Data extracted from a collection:
--------

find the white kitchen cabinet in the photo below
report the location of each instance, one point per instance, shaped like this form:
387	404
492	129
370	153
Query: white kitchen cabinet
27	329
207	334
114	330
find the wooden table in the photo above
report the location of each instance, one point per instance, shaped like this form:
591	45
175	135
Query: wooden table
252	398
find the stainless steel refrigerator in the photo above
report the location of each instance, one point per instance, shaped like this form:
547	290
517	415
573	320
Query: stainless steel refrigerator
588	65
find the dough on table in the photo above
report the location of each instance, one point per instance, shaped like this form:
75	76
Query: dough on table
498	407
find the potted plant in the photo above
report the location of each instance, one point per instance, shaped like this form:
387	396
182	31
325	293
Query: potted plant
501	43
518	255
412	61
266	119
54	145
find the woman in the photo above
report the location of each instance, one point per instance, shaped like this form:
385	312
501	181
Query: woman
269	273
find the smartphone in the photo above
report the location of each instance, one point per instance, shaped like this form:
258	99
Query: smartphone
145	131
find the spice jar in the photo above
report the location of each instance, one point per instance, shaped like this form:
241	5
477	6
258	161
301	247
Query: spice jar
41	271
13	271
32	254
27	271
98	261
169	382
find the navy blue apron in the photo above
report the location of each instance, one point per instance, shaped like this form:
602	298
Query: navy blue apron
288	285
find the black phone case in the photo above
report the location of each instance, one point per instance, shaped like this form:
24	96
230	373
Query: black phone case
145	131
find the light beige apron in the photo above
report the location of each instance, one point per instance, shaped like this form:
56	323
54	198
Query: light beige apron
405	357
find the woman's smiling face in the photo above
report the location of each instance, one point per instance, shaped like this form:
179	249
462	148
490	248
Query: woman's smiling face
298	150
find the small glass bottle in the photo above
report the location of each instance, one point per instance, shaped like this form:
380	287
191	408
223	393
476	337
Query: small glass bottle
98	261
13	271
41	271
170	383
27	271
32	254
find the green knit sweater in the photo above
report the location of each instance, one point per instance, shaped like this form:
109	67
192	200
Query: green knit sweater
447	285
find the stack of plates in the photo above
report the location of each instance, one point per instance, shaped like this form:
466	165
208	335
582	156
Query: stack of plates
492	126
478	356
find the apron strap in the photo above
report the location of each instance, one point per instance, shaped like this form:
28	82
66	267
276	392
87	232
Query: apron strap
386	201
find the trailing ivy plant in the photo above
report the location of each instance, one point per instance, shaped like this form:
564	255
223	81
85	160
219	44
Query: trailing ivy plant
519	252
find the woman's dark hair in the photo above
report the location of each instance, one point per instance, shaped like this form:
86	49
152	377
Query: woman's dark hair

--------

Can you reproduce the items above with "one point per instance" swapped for "a single point for each instance" everywhere it occurs, leaving everything else unchanged?

• The response
find the white kitchen cabinet in the photo below
report the location of each instance, a single point for each instance, shaped like this form:
387	404
492	129
370	153
Query: white kitchen cabinet
27	329
207	334
114	330
find the wooden table in the photo above
report the location of each instance, a single point for each instance, shaped like this form:
591	45
175	135
Query: wooden table
252	398
find the stainless steel refrigerator in the photo above
report the location of each instance, a single point for each instance, shaped like this form:
547	290
517	415
573	320
Query: stainless steel refrigerator
588	65
find the dough on table in the photo above
report the location of each instance, a single point for each instance, shaped like this form:
75	76
Query: dough on table
498	407
find the potted plant in the photo above
report the location of each instance, a single point for each instance, shaped like this form:
387	396
182	31
325	293
Query: potted plant
501	43
518	255
412	61
266	119
54	145
find the woman in the photo above
report the location of each instance, a single point for each instance, shaped like this form:
385	312
501	181
Query: woman
269	273
find the smartphone in the photo above
report the location of each instance, a single point for each instance, shaped like this form:
258	99
Query: smartphone
145	131
find the spice jar in the photo above
report the location of each instance, a single point for each instance, shaped like this form:
241	5
477	6
258	161
301	247
Query: spice jar
41	271
13	271
32	254
27	271
98	261
169	382
find the navy blue apron in the photo above
report the location of each instance, a single point for each instance, shaped like this form:
602	298
Query: navy blue apron
288	285
find the black phone case in the photo above
report the location of each instance, a single point for each instance, shaped like this form:
24	96
230	373
Query: black phone case
145	131
find the light beige apron in the photo above
report the location of each instance, a single point for each instance, shaped like this form:
56	323
54	198
Query: light beige apron
405	357
find the woman's smiling face in the photo above
report the location of each instance, a single point for each instance, shaped like this form:
179	249
462	148
490	248
Query: woman's smiling face
298	150
find the small glass bottle in the photo above
report the location of each instance, a single point for each instance, shaped like this form:
380	287
191	408
223	393
476	337
Query: small glass bottle
98	261
13	271
41	271
170	383
27	271
32	254
find the green knit sweater in the photo above
report the location of each instance, a single point for each instance, shaped like this form:
109	67
192	200
Query: green knit sweater
447	285
find the stack of plates in the photo above
report the location of each instance, a single point for each instance, shaped like this form:
466	165
208	335
582	156
Query: stack of plates
492	126
478	356
find the apron strap in the photo above
report the location of each instance, a single point for each instance, shaped like this form:
28	82
66	267
276	392
87	232
Query: apron strap
386	201
find the trailing ivy plant in the photo above
report the location of each instance, a single point for each instance, shaped like this form:
564	255
223	81
85	160
219	44
Query: trailing ivy plant
519	252
find the woman's dark hair in the photo above
report the location of each instance, a single point for each instance, shaped like this form:
86	49
152	377
Query: woman's dark hair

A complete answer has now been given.